Getting out of the frame has enlightened me. Weirdly and surprisingly, I've reached a whole new level now. It's like, if we were to take an example of a product cycle as a scale, I'd be on the last and final stage of the cycle.
Initially, I used to be upset, fed up, and even a little bit betrayed indirectly. I felt bad at the same time and wondered how I could feel so angry. Then, after a few months, I started feeling neutral about it and decided to stop feeling angry, I stopped holding on to those negative feelings. I didn't feel good either though, I was just like on the saturation mode, to the extent that I just couldn't be bothered at all. Afterwards, I stepped on this new stage where I started to see things differently and positively and began to feel truly grateful for all the good and bad things that happened. It is really a different state of mind... much better.
Finally, I got out of the frame and have now reached this level where I ask myself, "Do I want to go back to this?" And I find myself wanting only one thing, turning the page. Not burning the old one, just folding it and keeping it in a safe place. I might look back at if a few times but that's just it...

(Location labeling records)
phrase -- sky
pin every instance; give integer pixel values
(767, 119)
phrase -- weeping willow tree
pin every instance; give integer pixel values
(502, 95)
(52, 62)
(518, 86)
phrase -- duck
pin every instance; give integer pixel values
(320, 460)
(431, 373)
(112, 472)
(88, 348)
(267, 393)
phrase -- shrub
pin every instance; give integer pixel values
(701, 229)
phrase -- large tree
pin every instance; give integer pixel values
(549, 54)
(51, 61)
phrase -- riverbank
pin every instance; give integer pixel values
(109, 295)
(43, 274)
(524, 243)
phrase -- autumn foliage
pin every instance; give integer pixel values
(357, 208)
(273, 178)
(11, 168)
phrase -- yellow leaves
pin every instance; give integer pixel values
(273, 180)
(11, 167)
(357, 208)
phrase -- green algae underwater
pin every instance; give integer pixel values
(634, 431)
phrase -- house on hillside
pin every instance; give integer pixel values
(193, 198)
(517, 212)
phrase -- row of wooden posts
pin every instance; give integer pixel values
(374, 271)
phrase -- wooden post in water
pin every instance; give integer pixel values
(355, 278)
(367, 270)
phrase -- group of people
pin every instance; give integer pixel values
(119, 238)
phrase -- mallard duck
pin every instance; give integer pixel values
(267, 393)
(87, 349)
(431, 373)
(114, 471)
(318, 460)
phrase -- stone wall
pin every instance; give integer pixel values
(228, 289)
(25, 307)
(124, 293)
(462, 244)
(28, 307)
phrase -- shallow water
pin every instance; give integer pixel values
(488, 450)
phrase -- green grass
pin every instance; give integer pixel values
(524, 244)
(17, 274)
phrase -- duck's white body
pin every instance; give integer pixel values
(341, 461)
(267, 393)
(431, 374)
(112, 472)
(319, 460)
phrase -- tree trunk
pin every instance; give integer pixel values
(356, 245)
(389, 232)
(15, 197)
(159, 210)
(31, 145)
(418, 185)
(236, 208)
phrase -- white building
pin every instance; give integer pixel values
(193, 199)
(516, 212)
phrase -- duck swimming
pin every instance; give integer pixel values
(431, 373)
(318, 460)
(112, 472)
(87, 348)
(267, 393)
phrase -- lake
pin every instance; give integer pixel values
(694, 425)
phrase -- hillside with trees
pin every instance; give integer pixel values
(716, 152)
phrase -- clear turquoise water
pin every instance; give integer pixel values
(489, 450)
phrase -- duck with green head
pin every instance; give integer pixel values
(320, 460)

Short exercise A:
Answer these questions about the reflection:
(i) What stage of a product cycle does the writer say they would be on?
(ii) After a few months, how did the writer start feeling?
(iii) What one thing does the writer find themselves wanting?
Short exercise B:
Rescale the stretch of the records from the line containing "phrase -- large tree" through the end of the records, writing every line out again with its requests. Multiply each coordinate in the answers by 0.8 and round it to a whole number, with halves rounded up, and give only those lines.
The reflection and the records are separate, unrelated material.

Final result A:
(i) The last and final stage of the cycle.
(ii) Neutral about it.
(iii) Turning the page.

Final result B:
phrase -- large tree
pin every instance; give integer pixel values
(439, 43)
(41, 49)
phrase -- riverbank
pin every instance; give integer pixel values
(87, 236)
(34, 219)
(419, 194)
phrase -- autumn foliage
pin every instance; give integer pixel values
(286, 166)
(218, 142)
(9, 134)
phrase -- yellow leaves
pin every instance; give integer pixel values
(218, 144)
(9, 134)
(286, 166)
phrase -- green algae underwater
pin every instance; give integer pixel values
(507, 345)
phrase -- house on hillside
pin every instance; give integer pixel values
(154, 158)
(414, 170)
phrase -- row of wooden posts
pin every instance; give integer pixel values
(299, 217)
phrase -- wooden post in water
pin every instance; give integer pixel values
(284, 222)
(294, 216)
phrase -- group of people
pin every instance; give integer pixel values
(95, 190)
phrase -- mallard duck
pin every instance; give integer pixel values
(214, 314)
(70, 279)
(345, 298)
(91, 377)
(254, 368)
phrase -- stone wall
pin every instance; give integer pixel values
(182, 231)
(20, 246)
(99, 234)
(370, 195)
(22, 246)
phrase -- shallow water
pin every instance; give integer pixel values
(390, 360)
phrase -- green grass
pin every instance; give integer pixel values
(419, 195)
(14, 219)
phrase -- duck's white body
pin every instance; give integer pixel values
(273, 369)
(214, 314)
(345, 299)
(90, 378)
(255, 368)
phrase -- tree trunk
pin every instance; give integer pixel values
(285, 196)
(311, 186)
(12, 158)
(127, 168)
(25, 116)
(334, 148)
(189, 166)
phrase -- white building
pin every instance; give integer pixel values
(154, 159)
(413, 170)
phrase -- duck swimming
pin every instance; give integer pixel values
(345, 298)
(254, 368)
(90, 378)
(70, 278)
(214, 314)
phrase -- lake
pin every instance; give integer pixel values
(555, 340)
phrase -- hillside with trees
pin every instance; give integer pixel values
(573, 122)
phrase -- clear turquoise water
pin every instance; give integer pixel values
(391, 360)
phrase -- duck with green head
pin every instance; give integer pixel values
(256, 368)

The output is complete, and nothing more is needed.